→ 設問
以下のエントリをすべて、空行を除いて1行を1つの文字列とするJSONの配列にまとめてください。画像は含めないでください。

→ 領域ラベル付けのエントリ

+ + + + +

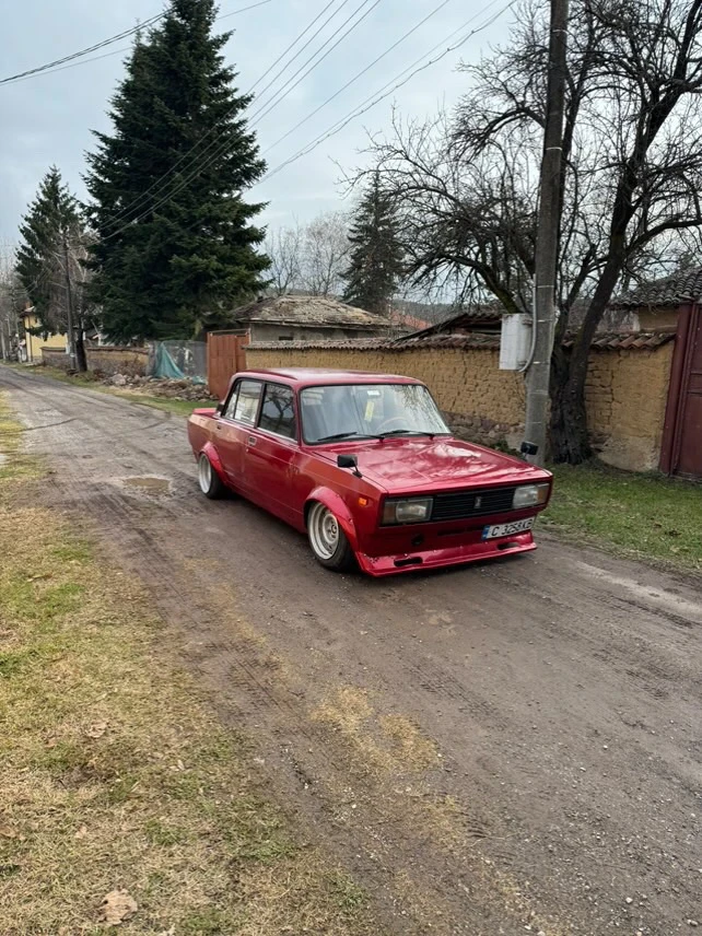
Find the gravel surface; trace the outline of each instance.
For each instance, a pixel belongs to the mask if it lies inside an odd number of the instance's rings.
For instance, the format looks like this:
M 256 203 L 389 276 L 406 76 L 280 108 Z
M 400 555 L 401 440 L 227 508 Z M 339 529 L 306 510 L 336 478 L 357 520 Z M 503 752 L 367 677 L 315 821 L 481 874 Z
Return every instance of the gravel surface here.
M 542 533 L 530 557 L 337 576 L 199 494 L 183 418 L 2 367 L 0 390 L 47 456 L 44 496 L 143 578 L 378 932 L 702 924 L 699 580 Z

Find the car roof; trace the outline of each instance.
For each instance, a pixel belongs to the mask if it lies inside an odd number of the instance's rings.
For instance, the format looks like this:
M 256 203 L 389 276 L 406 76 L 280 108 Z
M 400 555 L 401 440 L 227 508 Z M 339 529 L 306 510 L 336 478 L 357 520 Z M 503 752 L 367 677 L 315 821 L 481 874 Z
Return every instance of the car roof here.
M 421 384 L 414 377 L 400 374 L 374 374 L 371 371 L 335 371 L 326 367 L 280 367 L 241 371 L 237 377 L 283 379 L 297 387 L 316 387 L 321 384 Z

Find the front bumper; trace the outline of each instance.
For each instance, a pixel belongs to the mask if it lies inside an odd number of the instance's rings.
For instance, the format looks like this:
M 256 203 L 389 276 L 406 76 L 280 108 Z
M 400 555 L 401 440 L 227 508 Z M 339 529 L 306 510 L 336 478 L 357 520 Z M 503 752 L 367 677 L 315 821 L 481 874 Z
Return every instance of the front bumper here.
M 536 543 L 531 531 L 529 531 L 505 539 L 464 542 L 442 549 L 418 550 L 417 552 L 403 552 L 395 555 L 366 555 L 363 552 L 358 552 L 356 560 L 361 570 L 367 575 L 382 576 L 500 559 L 514 553 L 531 552 L 534 549 L 536 549 Z

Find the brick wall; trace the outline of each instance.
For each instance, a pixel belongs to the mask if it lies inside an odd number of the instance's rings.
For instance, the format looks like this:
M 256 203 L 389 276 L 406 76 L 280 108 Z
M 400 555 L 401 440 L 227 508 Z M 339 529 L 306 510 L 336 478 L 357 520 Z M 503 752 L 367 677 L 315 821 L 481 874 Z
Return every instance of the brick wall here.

+ + + + +

→ 解答
[
  "Find the gravel surface; trace the outline of each instance.",
  "For each instance, a pixel belongs to the mask if it lies inside an odd number of the instance's rings.",
  "For instance, the format looks like this:",
  "M 256 203 L 389 276 L 406 76 L 280 108 Z",
  "M 400 555 L 401 440 L 227 508 Z M 339 529 L 306 510 L 336 478 L 357 520 Z M 503 752 L 367 677 L 315 821 L 481 874 Z",
  "Return every instance of the gravel surface here.",
  "M 542 533 L 530 557 L 337 576 L 199 494 L 183 418 L 2 367 L 0 390 L 47 456 L 44 496 L 143 578 L 378 932 L 702 924 L 699 580 Z",
  "Find the car roof; trace the outline of each instance.",
  "For each instance, a pixel belongs to the mask if it lies inside an odd number of the instance's rings.",
  "For instance, the format looks like this:",
  "M 256 203 L 389 276 L 406 76 L 280 108 Z",
  "M 400 555 L 401 440 L 227 508 Z M 339 529 L 306 510 L 336 478 L 357 520 Z M 503 752 L 367 677 L 315 821 L 481 874 Z",
  "Return every instance of the car roof here.",
  "M 421 384 L 414 377 L 400 374 L 374 374 L 371 371 L 335 371 L 326 367 L 280 367 L 241 371 L 237 377 L 283 379 L 297 387 L 316 387 L 321 384 Z",
  "Find the front bumper; trace the outline of each instance.",
  "For each instance, a pixel belongs to the mask if it lies inside an odd number of the instance's rings.",
  "For instance, the format looks like this:",
  "M 256 203 L 389 276 L 406 76 L 280 108 Z",
  "M 400 555 L 401 440 L 227 508 Z M 339 529 L 306 510 L 336 478 L 357 520 Z M 503 752 L 367 677 L 315 821 L 481 874 Z",
  "Return every instance of the front bumper here.",
  "M 536 543 L 531 531 L 529 531 L 505 539 L 464 542 L 442 549 L 418 550 L 417 552 L 403 552 L 395 555 L 366 555 L 363 552 L 358 552 L 356 560 L 361 570 L 367 575 L 382 576 L 500 559 L 514 553 L 531 552 L 534 549 L 536 549 Z",
  "Find the brick wall; trace the outline of each instance.",
  "For each instance, a pixel belongs to the mask if it lies inside an odd number of the instance's rings.",
  "For instance, the format looks like this:",
  "M 256 203 L 389 276 L 406 76 L 280 108 Z",
  "M 400 555 L 401 440 L 227 508 Z M 339 529 L 306 510 L 336 478 L 357 520 Z M 503 752 L 367 677 L 315 821 L 481 874 Z",
  "Return every instance of the brick wall here."
]